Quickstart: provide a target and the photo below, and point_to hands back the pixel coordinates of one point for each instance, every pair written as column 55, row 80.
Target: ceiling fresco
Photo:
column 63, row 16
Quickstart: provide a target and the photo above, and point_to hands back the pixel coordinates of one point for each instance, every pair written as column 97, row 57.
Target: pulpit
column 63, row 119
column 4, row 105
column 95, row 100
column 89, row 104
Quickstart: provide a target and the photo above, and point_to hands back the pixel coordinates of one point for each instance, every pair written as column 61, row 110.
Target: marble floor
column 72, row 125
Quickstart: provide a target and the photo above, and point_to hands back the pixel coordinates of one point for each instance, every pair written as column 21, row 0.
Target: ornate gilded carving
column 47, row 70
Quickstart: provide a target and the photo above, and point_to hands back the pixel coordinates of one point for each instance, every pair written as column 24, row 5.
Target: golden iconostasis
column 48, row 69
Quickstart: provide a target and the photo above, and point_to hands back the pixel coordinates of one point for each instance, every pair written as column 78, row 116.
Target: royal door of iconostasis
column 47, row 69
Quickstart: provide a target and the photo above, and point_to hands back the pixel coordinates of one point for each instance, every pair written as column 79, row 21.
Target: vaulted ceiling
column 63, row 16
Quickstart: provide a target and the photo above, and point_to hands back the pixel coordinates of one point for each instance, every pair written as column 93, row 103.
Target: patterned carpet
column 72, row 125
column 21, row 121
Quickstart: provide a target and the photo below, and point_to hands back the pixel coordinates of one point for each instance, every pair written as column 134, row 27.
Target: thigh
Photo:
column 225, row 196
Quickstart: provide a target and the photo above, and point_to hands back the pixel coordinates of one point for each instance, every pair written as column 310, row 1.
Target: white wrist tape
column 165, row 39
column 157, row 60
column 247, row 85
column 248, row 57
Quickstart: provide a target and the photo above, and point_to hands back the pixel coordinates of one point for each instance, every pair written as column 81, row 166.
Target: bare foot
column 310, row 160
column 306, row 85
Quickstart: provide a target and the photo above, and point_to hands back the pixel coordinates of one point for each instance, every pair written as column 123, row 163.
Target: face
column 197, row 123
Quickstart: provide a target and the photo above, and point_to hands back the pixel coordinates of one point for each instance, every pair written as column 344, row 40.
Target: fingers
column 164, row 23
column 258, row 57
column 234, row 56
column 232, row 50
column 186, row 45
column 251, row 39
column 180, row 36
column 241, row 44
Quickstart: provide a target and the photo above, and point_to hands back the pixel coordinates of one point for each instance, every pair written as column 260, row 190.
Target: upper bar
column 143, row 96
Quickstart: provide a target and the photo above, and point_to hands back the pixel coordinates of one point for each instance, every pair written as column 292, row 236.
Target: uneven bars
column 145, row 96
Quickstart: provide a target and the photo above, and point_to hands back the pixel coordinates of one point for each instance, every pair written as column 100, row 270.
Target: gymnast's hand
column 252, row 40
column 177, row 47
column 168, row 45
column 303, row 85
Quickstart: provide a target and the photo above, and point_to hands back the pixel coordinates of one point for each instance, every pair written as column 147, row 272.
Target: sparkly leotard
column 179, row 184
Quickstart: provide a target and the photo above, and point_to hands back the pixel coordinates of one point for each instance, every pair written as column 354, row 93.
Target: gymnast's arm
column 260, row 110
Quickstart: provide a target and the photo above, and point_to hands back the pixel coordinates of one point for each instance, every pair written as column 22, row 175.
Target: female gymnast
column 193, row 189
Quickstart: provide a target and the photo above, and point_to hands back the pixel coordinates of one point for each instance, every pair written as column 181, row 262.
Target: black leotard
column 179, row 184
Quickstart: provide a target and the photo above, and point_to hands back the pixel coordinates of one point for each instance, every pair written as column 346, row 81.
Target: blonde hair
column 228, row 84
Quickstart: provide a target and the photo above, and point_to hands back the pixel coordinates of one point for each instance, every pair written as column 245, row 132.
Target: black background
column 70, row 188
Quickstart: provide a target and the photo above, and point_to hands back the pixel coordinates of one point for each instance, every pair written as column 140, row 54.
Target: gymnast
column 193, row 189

Exercise prompt:
Render all of the items above as a Markdown table with two columns, Row and Line. Place one line in each row with its row number, and omit blank lines.

Reply:
| Row | Line |
|---|---|
| 1 | Quickstart: provide a target and the photo below, and point_to hands back the pixel coordinates of one point for each instance, every pair written as column 55, row 80. |
| 2 | Target: ceiling fresco |
| 3 | Photo: |
| 4 | column 63, row 16 |
| 5 | Quickstart: provide a target and the photo above, and point_to hands back the pixel coordinates of one point for each instance, every pair written as column 97, row 57. |
| 6 | Target: pulpit |
| 7 | column 63, row 119 |
| 8 | column 4, row 105 |
| 9 | column 95, row 100 |
| 10 | column 89, row 104 |
| 11 | Quickstart: provide a target and the photo above, and point_to hands back the pixel coordinates of one point for each instance, every pair written as column 61, row 110. |
| 12 | Target: marble floor |
| 13 | column 72, row 125 |
| 14 | Quickstart: provide a target and the photo above, and point_to hands back the pixel coordinates of one point for each instance, every pair written as column 21, row 0. |
| 15 | Target: ornate gilded carving |
| 16 | column 47, row 70 |
| 17 | Quickstart: provide a target and the photo above, and point_to hands back the pixel coordinates of one point for each instance, every pair written as column 24, row 5. |
| 18 | Target: golden iconostasis |
| 19 | column 48, row 69 |
| 20 | Quickstart: provide a target and the photo above, and point_to hands back the pixel coordinates of one point for each instance, every pair written as column 78, row 116. |
| 21 | Target: royal door of iconostasis |
| 22 | column 47, row 69 |
| 23 | Quickstart: provide a target and the photo above, and point_to hands back the pixel coordinates of one point for each instance, every pair written as column 79, row 21. |
| 24 | Target: vaulted ceiling |
| 25 | column 63, row 16 |
| 26 | Quickstart: provide a target and the photo above, and point_to hands back the pixel coordinates of one point for each instance, every pair written as column 93, row 103. |
| 27 | Target: patterned carpet |
| 28 | column 72, row 125 |
| 29 | column 21, row 121 |
| 30 | Quickstart: provide a target and the photo below, and point_to hands back the pixel coordinates of one point for each instance, every pair written as column 134, row 27. |
| 31 | Target: thigh |
| 32 | Photo: |
| 33 | column 225, row 196 |
| 34 | Quickstart: provide a target and the photo above, and point_to hands back the pixel coordinates of one point for each instance, every pair written as column 310, row 1. |
| 35 | Target: white wrist tape |
| 36 | column 165, row 39 |
| 37 | column 157, row 60 |
| 38 | column 247, row 85 |
| 39 | column 248, row 57 |
| 40 | Quickstart: provide a target and the photo above, and point_to hands back the pixel coordinates of one point for each instance, every pair written as column 81, row 166. |
| 41 | Target: bare foot |
| 42 | column 310, row 160 |
| 43 | column 306, row 85 |
| 44 | Quickstart: provide a target and the photo above, and point_to hands back the pixel coordinates of one point for each instance, every pair written as column 123, row 163. |
| 45 | Target: face |
| 46 | column 197, row 123 |
| 47 | Quickstart: provide a target and the photo above, and point_to hands back the pixel coordinates of one point for each instance, every pair written as column 344, row 40. |
| 48 | Target: fingers |
| 49 | column 164, row 23 |
| 50 | column 258, row 57 |
| 51 | column 234, row 56 |
| 52 | column 232, row 50 |
| 53 | column 186, row 45 |
| 54 | column 251, row 39 |
| 55 | column 180, row 36 |
| 56 | column 241, row 44 |
| 57 | Quickstart: provide a target and the photo above, and point_to hands back the pixel coordinates of one point for each instance, every pair written as column 260, row 190. |
| 58 | Target: upper bar |
| 59 | column 143, row 96 |
| 60 | Quickstart: provide a target and the photo above, and point_to hands back the pixel coordinates of one point for each instance, every pair written as column 292, row 236. |
| 61 | Target: uneven bars |
| 62 | column 145, row 96 |
| 63 | Quickstart: provide a target and the photo above, and point_to hands back the pixel coordinates of one point for each instance, every pair written as column 100, row 270. |
| 64 | Target: gymnast's hand |
| 65 | column 252, row 40 |
| 66 | column 177, row 47 |
| 67 | column 168, row 45 |
| 68 | column 303, row 85 |
| 69 | Quickstart: provide a target and the photo above, and point_to hands back the pixel coordinates of one point for each instance, every pair written as column 147, row 272. |
| 70 | Target: sparkly leotard |
| 71 | column 179, row 184 |
| 72 | Quickstart: provide a target and the photo above, and point_to hands back the pixel coordinates of one point for each instance, every pair written as column 354, row 93. |
| 73 | Target: gymnast's arm |
| 74 | column 260, row 110 |
| 75 | Quickstart: provide a target and the photo above, and point_to hands back the pixel coordinates of one point for each instance, every pair written as column 22, row 175. |
| 76 | Target: female gymnast |
| 77 | column 193, row 189 |
| 78 | Quickstart: provide a target and the photo above, and point_to hands back the pixel coordinates of one point for each instance, every pair written as column 181, row 262. |
| 79 | Target: black leotard |
| 80 | column 179, row 184 |
| 81 | Quickstart: provide a target and the photo above, and point_to hands back the pixel coordinates of one point for each instance, every pair written as column 346, row 81. |
| 82 | Target: blonde hair |
| 83 | column 228, row 84 |
| 84 | Quickstart: provide a target and the photo above, and point_to hands back the pixel coordinates of one point for each instance, every pair written as column 245, row 132. |
| 85 | Target: black background |
| 86 | column 70, row 188 |
| 87 | Quickstart: provide a target and the photo above, and point_to hands back the pixel coordinates of one point for each instance, every pair written as column 140, row 54. |
| 88 | Target: gymnast |
| 89 | column 193, row 189 |